- _Task statement_
The listing that follows must be retyped exactly, without its pictures.

- _Data for analysis_

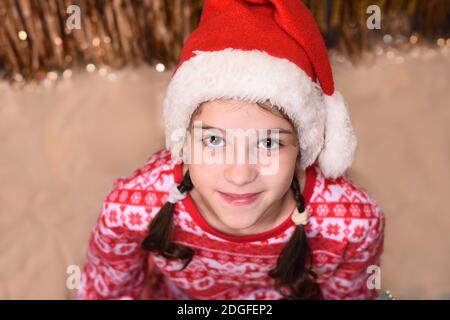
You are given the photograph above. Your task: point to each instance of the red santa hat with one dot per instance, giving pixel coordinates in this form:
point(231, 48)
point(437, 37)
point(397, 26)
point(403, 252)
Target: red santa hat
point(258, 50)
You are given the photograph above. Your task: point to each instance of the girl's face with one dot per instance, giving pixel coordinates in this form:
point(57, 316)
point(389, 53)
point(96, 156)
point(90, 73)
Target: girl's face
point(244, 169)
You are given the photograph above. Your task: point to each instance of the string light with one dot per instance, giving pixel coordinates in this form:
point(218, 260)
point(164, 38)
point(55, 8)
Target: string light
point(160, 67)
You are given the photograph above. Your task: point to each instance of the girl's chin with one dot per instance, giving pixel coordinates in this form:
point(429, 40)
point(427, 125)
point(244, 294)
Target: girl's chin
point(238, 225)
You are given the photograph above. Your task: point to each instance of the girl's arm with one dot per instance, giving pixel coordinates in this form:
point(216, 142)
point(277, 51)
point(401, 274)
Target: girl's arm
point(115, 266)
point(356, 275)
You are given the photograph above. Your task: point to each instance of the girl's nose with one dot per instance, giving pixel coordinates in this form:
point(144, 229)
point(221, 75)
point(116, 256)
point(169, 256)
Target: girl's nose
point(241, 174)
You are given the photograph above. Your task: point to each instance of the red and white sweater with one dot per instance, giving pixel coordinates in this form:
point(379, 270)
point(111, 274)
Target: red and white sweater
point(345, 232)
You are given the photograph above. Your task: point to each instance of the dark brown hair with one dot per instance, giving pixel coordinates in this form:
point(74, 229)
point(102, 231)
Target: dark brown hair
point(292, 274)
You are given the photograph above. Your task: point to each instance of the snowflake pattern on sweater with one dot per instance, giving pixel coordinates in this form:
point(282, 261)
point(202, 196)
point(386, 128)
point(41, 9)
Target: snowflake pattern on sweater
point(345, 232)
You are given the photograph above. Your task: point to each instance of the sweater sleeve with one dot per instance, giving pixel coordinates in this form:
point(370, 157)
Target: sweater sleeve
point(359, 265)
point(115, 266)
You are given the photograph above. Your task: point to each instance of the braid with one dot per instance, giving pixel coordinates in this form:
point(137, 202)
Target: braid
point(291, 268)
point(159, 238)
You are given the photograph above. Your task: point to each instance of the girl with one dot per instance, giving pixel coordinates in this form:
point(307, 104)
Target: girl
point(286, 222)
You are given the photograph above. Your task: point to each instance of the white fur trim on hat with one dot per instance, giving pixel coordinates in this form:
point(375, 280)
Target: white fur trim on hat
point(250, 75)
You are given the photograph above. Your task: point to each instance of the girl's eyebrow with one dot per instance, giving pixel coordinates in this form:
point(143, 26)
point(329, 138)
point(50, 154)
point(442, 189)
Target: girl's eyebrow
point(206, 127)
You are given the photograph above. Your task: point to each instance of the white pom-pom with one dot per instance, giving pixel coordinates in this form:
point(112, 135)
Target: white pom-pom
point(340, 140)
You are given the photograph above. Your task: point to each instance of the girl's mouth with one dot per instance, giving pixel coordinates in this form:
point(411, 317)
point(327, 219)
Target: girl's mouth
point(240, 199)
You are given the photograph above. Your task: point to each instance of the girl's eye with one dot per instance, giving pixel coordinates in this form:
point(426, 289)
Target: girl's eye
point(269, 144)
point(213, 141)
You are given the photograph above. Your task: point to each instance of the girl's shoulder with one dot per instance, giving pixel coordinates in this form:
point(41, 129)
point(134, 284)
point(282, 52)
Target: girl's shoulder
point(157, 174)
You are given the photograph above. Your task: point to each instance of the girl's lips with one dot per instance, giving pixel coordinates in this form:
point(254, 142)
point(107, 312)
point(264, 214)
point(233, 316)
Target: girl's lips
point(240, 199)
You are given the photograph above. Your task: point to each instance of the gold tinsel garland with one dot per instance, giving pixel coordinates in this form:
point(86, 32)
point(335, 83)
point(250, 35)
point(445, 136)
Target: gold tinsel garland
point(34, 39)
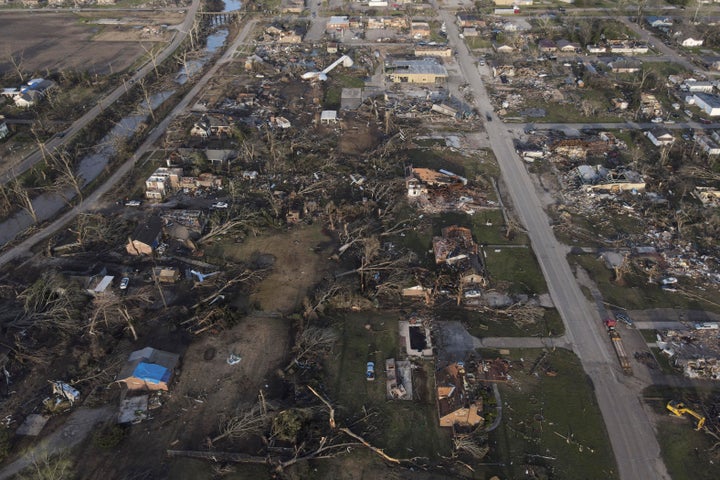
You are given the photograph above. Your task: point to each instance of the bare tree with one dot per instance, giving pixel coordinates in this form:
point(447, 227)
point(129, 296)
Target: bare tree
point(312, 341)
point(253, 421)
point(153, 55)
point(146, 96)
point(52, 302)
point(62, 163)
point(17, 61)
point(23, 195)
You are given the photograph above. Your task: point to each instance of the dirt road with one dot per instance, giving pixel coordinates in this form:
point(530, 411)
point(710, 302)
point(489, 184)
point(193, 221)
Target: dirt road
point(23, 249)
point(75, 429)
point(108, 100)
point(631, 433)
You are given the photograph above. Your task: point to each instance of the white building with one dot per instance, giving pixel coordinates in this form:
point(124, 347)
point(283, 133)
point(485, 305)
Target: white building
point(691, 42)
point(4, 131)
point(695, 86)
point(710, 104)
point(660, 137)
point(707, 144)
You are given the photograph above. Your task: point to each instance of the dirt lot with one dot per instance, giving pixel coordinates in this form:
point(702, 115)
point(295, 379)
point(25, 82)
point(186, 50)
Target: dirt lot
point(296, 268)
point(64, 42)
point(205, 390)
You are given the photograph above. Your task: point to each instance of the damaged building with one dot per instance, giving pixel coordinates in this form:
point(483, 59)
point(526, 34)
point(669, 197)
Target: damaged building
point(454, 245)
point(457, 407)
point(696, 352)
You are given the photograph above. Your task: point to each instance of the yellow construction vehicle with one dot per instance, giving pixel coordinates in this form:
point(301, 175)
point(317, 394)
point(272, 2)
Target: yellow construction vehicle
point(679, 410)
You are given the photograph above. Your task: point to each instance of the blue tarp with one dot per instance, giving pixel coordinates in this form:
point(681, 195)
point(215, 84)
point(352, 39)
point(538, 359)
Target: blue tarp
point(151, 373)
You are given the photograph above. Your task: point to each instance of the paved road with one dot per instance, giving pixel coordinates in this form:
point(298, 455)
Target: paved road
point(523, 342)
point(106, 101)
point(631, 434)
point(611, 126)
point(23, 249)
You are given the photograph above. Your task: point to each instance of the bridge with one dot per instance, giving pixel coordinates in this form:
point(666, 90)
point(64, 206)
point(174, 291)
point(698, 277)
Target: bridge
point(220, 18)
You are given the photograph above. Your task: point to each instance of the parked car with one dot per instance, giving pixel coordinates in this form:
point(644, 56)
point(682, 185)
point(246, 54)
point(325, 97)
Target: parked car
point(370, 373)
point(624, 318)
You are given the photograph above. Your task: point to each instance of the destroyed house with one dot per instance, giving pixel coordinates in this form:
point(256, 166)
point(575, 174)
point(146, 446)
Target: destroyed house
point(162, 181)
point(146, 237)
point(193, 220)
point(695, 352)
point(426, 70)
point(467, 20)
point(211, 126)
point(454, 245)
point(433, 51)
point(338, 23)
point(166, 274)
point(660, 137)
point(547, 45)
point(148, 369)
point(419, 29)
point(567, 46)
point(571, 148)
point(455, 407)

- _Answer area_
You are given the photograph above. Your task: point to each instance of the red santa hat with one dot per instance, giving pixel coordinates in this form:
point(231, 48)
point(437, 37)
point(397, 26)
point(403, 252)
Target: red santa hat
point(258, 50)
You are given the photograph above. Your task: point to each instance of the girl's face with one dot per instance, giving pixel coordinates in this form:
point(57, 316)
point(389, 53)
point(96, 156)
point(90, 73)
Target: girl's face
point(244, 169)
You are given the photograph above. Your task: point to each instance of the string light with one dot per instance, giving pixel coordinates in this form:
point(218, 260)
point(164, 38)
point(55, 8)
Target: string light
point(160, 67)
You are given the photograph above. Your task: point to each instance of the girl's chin with one dot per instance, giving pixel coordinates in this form:
point(429, 40)
point(427, 125)
point(244, 294)
Target: girl's chin
point(238, 225)
You are given the photograph above. Your task: point to each instance of the girl's arm with one dot per instance, giving pixel coordinates in this form:
point(216, 142)
point(277, 51)
point(401, 274)
Target: girl's arm
point(115, 266)
point(356, 275)
You are given the photograph above. Your task: point to each instance of the girl's nose with one dot per instance, giving pixel coordinates in this form:
point(144, 229)
point(221, 75)
point(116, 256)
point(169, 256)
Target: girl's nose
point(241, 174)
You are given the photograph above. Your task: point to each instance of the red and white sweater with one dot per instance, giving pixel coordinates in this form:
point(379, 270)
point(111, 274)
Target: red and white sweater
point(345, 232)
You are given the photograph above. Your task: point to each instance of the dark brown hair with one dot per instance, giving pixel coordinates in this form:
point(74, 229)
point(102, 231)
Target: dark brown hair
point(292, 274)
You are given the photograph above. Your task: point to each instance of the snowflake pattern on sweater with one dot per instance, giving pixel coordinates in this form:
point(282, 261)
point(202, 196)
point(386, 128)
point(41, 9)
Target: snowflake pattern on sweater
point(345, 232)
You are given the photograph above. Your task: point to each instance of the sweater sleeve with one dot per instance, giving pixel coordinates in this form:
point(370, 157)
Target: sweater sleeve
point(359, 265)
point(115, 266)
You are given the photograph above. Your task: point to each instance of the braid with one dot per instance, giving pixel coordinates in this form:
point(137, 202)
Target: braid
point(291, 268)
point(159, 238)
You are given the photograph above. Your task: point to each instance of the girl with one dot per instance, giving pixel coordinates in this form:
point(307, 104)
Target: girl
point(286, 222)
You are given the photograph above. Your task: point to each instance of the white fur trim on hat with one dot per instance, giving pixel coordinates in this form:
point(375, 280)
Target: white fur trim on hat
point(250, 75)
You are given the photograph above. Your task: point to each instance of the girl's eyebrow with one dot per instance, giving pixel coordinates in this form:
point(143, 26)
point(329, 138)
point(50, 154)
point(442, 189)
Target: girl's eyebrow
point(206, 127)
You are given the photograph above. Your task: point to each instance of the white pom-pom with one dot per instance, giving pixel coordinates in this form:
point(112, 135)
Target: white pom-pom
point(340, 140)
You are given the photograph above. Your task: point to each instance of the girl's mouth with one dot per instance, giving pixel coordinates in this form:
point(411, 317)
point(327, 219)
Target: girl's mouth
point(240, 199)
You are given the photograph above. Your task: point to each instance of the girl's eye with one dot per instance, giving pixel coordinates in this form:
point(426, 289)
Target: girl's eye
point(269, 144)
point(213, 141)
You are given the photograph above. Your task: point to each instance of the girl's shoulder with one dot per instance, giving pixel coordinates in this form:
point(41, 129)
point(134, 284)
point(282, 52)
Target: girl's shoulder
point(157, 174)
You are given the photograph above. Your task: point to each instance of the girl's lips with one dot per instance, giving pixel coordinates in this form:
point(254, 142)
point(107, 312)
point(264, 214)
point(233, 316)
Target: girl's lips
point(240, 199)
You are given the photograph above. Your task: point to each instance of the gold tinsel garland with one dot per instance, giving pixel coordinates in this form:
point(86, 32)
point(335, 83)
point(250, 35)
point(445, 136)
Target: gold tinsel garland
point(34, 39)
You are given the photograph above. Your task: point to each instance of the bare tree with one dot per instance, giving pixel coordinates in this form:
point(447, 227)
point(129, 296)
Target: bare tree
point(312, 341)
point(253, 421)
point(153, 55)
point(146, 96)
point(52, 302)
point(62, 163)
point(17, 61)
point(23, 195)
You are given the photograph above. Your task: point to each instance of the dirt road with one dot per instance, giving pixel coordinates in this form:
point(530, 411)
point(710, 302)
point(489, 184)
point(193, 221)
Target: dirt road
point(23, 249)
point(75, 429)
point(108, 100)
point(631, 433)
You are given the photograph above. Your task: point to each instance of the white building with one dot per instance, giving pixel coordinates in this form:
point(124, 347)
point(283, 133)
point(485, 305)
Target: white building
point(691, 42)
point(4, 131)
point(695, 86)
point(710, 104)
point(660, 137)
point(707, 144)
You are given the photograph above. Your task: point to each instance of the dirt lot with one dot per instance, giving pixel coordinates in this form:
point(702, 115)
point(295, 379)
point(25, 82)
point(186, 50)
Target: dirt lot
point(296, 268)
point(64, 42)
point(205, 390)
You are given the photograph above. Your task: point to each instance of the damaged building with one dot per instance, giving pixel coordinates in this form:
point(483, 59)
point(526, 34)
point(669, 197)
Target: damaged building
point(454, 245)
point(457, 407)
point(696, 352)
You are given the photograph above. Your task: point to each instance of the yellow construction vehicle with one dot per instance, giving pixel coordinates in this form:
point(301, 175)
point(317, 394)
point(272, 2)
Target: yellow construction vehicle
point(679, 410)
You are given the photograph above. Your task: point to each instance of the blue tarp with one dot per instance, giving pixel coordinates in this form:
point(681, 195)
point(215, 84)
point(352, 39)
point(538, 359)
Target: blue tarp
point(151, 373)
You are given the photograph above. Your task: point to each instance of the paved road with one dot per instance, giving pixel coordinates in this form:
point(298, 455)
Target: paved road
point(523, 342)
point(106, 101)
point(631, 434)
point(611, 126)
point(23, 249)
You are given the photograph above. Your task: point to each instance of the bridge with one dot per instance, giving pixel coordinates in this form:
point(666, 90)
point(64, 206)
point(174, 291)
point(698, 277)
Target: bridge
point(220, 18)
You are given the photograph above. Your task: point to each instance of the parked car with one dot per instance, giving pixel coordinates in this form:
point(644, 56)
point(682, 185)
point(246, 54)
point(325, 97)
Target: parked car
point(370, 373)
point(624, 318)
You are given the photograph above. Your task: point to each instance of the destroyed house with one dot per instance, giving pixel coordinates in this form:
point(256, 166)
point(575, 174)
point(146, 446)
Target: destroyed house
point(162, 181)
point(146, 237)
point(193, 220)
point(695, 352)
point(426, 70)
point(467, 20)
point(211, 126)
point(454, 245)
point(433, 51)
point(338, 23)
point(166, 274)
point(660, 137)
point(547, 45)
point(148, 369)
point(419, 29)
point(567, 46)
point(571, 148)
point(455, 407)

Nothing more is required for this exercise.